▶ _Exercise instructions_
Rewrite the passage of the Saddle Ranch story from "One of them" up to and including "a big laugh.", putting "tipsy" in place of "drunk".

Nine years later, in March 2000, I was working at one of the major movie studios in Hollywood, California, in an extremely menial “foot-in-the-door” position. I had several friends there, and one night we decided to go to the Saddle Ranch, a restaurant and bar on Sunset whose main attraction is a mechanical bull.

“We’re all going to ride the bull!” we’d agreed. I was looking forward to it.

I was there with my coworker Gary, my coworker Jeremy and his girlfriend, another coworker that I had a crush on named Kelly, my coworker Jennifer (a woman I also had a bit of a crush on, but who liked sports a little too much for my taste) and her fiancé whose name was I think Brian (not my friend from the prologue), and a couple of other coworkers, who were also cute women I had crushes on, whose names are lost to me now. It’s important to this story that you know that each of the women at this table was extremely cute, because our server was a man who was not blind. In an effort to impress them, he offered us free appletinis.

I’d never had appletinis before, and I belittled them, mostly because of the name. The name just sounds so cute. But what the hell, they were free, and I’ve had a standing policy, since junior high school, to never turn down free alcohol. So I accepted. Everyone accepted.

They tasted delicious. I say “they,” because the women didn’t want theirs, and gave them to me. Jeremy didn’t drink, so he gave me his. “It tastes like fruit juice!” I said.

Gary, who was more of a drinker than me, said, “That’s because they are. There’s hardly any alcohol in these things at all.”

We ordered. I got the plate of mini cheeseburgers and fries. I can’t remember what everyone else got, and I don’t think it’s important, but what is important is the fact that the server asked us how we’d liked the appletinis, and we all said they were great. He offered us some more, and we graciously accepted.

Everyone gave theirs to me, and I drank them avidly. As I drank, I realized just how much more charming and funny everyone seemed. I became more charming and funny myself. Everyone was laughing and having a great time, intensely interested in every observation I made.

One of them told me she thought I was drunk.

“Oh, please,” I scoffed. “I’ve had, what one-two-three-four-“ I pointed at each of them, counting off the drinks they’d given to me, but finally I got bored and said, “It’s just fruit juice anyway!” which got a big laugh.

I ate the plate of mini cheeseburgers in record time. They were good, but greasy. And I guess they didn’t mix well with all that fruit juice, because I started to feel a little queasy.

“So, when are you going to ride the bull, Richard?” Jennifer asked.

“Oh, man,” I moaned. I looked at the bull. Someone was riding it at that time, and the back and forth up and down movement it made was slightly nauseating. I stared at it, transfixed.

“You okay there, Richard?” Jeremy asked. “Uh-oh, he’s lost it! He’s gonna pass out! Look out!”

▶ _Dataset records_
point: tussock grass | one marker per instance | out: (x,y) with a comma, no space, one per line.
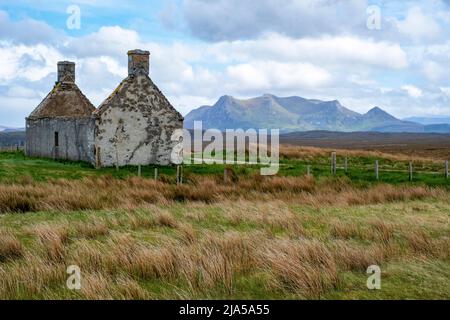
(133,193)
(10,246)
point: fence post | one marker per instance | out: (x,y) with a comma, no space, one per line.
(333,163)
(410,171)
(179,175)
(377,175)
(446,169)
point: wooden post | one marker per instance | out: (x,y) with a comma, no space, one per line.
(410,171)
(333,163)
(117,159)
(446,169)
(181,174)
(97,158)
(377,175)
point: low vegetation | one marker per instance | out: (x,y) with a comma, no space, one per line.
(289,236)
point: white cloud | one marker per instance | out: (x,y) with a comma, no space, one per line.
(412,91)
(243,19)
(445,91)
(275,76)
(329,50)
(419,26)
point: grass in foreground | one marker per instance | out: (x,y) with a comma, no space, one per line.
(283,237)
(230,249)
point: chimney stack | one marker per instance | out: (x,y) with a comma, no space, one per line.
(66,72)
(138,62)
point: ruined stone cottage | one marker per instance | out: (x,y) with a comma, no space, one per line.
(61,126)
(133,126)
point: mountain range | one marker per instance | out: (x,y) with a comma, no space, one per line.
(291,114)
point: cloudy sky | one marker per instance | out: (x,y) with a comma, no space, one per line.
(392,54)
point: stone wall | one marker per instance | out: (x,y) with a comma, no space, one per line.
(135,126)
(75,138)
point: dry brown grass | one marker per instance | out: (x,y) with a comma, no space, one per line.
(92,229)
(52,238)
(310,153)
(10,246)
(133,193)
(357,258)
(305,267)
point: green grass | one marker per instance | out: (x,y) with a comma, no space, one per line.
(408,271)
(405,275)
(14,167)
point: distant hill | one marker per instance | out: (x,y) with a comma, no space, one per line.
(429,120)
(9,129)
(292,114)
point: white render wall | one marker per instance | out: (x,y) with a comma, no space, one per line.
(135,126)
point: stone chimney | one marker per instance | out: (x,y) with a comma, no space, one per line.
(66,72)
(138,62)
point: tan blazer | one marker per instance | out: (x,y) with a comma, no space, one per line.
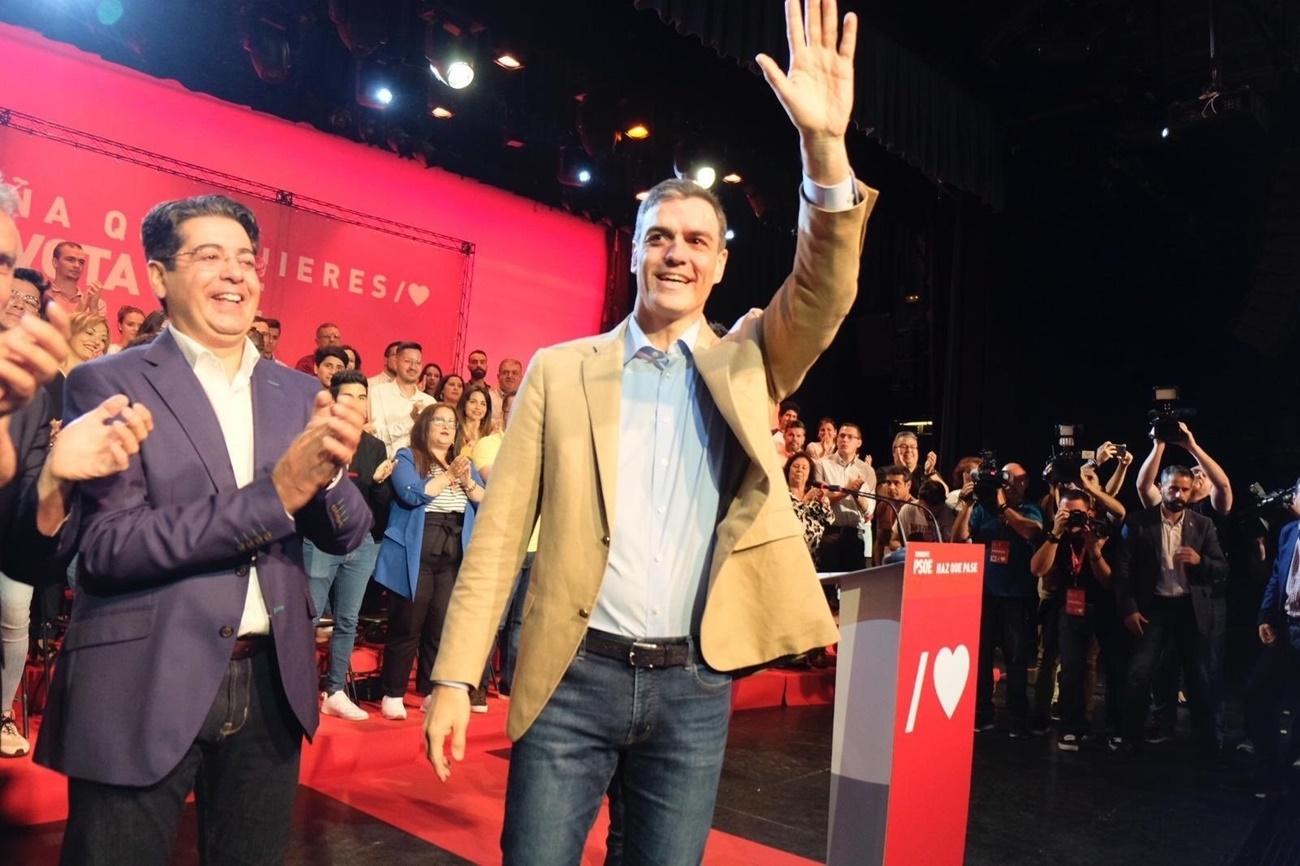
(559,459)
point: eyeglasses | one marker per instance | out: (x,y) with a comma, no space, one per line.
(211,258)
(24,299)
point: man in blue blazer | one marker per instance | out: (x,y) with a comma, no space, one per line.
(1279,663)
(189,662)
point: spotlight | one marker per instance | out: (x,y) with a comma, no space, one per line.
(573,168)
(449,53)
(376,87)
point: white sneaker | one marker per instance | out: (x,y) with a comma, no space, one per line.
(391,709)
(342,706)
(12,744)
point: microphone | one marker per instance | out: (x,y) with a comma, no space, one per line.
(876,497)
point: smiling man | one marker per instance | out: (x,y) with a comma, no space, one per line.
(648,454)
(191,624)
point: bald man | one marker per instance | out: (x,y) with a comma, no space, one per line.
(1008,527)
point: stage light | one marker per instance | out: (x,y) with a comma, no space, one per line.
(109,12)
(573,167)
(449,53)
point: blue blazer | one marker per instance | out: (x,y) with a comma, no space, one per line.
(398,567)
(165,554)
(1273,607)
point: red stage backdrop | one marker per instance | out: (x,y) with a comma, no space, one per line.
(355,236)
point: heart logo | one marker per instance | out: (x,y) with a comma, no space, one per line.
(417,291)
(952,670)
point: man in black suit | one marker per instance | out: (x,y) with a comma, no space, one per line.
(1166,571)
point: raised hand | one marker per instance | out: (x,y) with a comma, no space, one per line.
(31,353)
(315,457)
(817,90)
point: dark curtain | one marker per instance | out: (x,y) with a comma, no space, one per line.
(904,102)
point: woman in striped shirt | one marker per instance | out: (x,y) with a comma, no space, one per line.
(436,496)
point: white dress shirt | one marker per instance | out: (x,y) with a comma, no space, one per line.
(232,401)
(390,412)
(1173,576)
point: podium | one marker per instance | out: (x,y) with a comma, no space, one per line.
(905,709)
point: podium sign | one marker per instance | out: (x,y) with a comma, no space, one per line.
(905,709)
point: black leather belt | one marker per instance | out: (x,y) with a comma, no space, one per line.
(248,646)
(663,652)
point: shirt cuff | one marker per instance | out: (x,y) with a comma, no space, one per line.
(841,196)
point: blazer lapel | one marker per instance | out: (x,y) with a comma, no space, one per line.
(180,389)
(268,440)
(602,382)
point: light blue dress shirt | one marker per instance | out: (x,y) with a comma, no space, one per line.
(671,447)
(672,444)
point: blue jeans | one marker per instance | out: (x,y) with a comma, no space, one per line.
(668,727)
(341,580)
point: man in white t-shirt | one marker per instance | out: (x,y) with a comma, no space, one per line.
(394,405)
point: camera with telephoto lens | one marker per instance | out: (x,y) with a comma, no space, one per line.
(988,479)
(1264,499)
(1067,458)
(1166,415)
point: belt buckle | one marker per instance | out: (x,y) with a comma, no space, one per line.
(632,652)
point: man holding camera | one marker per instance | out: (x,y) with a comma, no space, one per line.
(992,511)
(1212,497)
(1165,574)
(1075,572)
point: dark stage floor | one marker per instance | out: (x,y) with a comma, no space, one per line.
(1030,804)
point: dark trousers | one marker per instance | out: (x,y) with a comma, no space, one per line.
(1213,652)
(415,626)
(1100,622)
(841,550)
(1006,623)
(242,769)
(1171,627)
(1277,672)
(1049,649)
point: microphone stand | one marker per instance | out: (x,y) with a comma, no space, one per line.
(876,497)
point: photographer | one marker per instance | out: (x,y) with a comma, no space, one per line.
(1074,570)
(1212,497)
(992,511)
(1165,572)
(1278,666)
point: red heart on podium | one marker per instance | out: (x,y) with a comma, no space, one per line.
(952,670)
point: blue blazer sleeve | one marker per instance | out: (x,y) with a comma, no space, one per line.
(1273,605)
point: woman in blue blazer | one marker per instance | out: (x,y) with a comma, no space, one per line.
(429,527)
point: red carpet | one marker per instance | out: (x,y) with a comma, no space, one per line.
(378,767)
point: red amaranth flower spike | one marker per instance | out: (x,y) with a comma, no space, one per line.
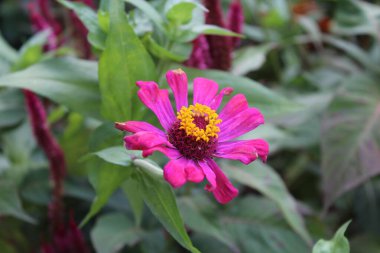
(52,150)
(197,134)
(220,46)
(235,20)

▶ _The completed task_
One of them told me she thought I was tipsy.

“Oh, please,” I scoffed. “I’ve had, what one-two-three-four-“ I pointed at each of them, counting off the drinks they’d given to me, but finally I got bored and said, “It’s just fruit juice anyway!” which got a big laugh.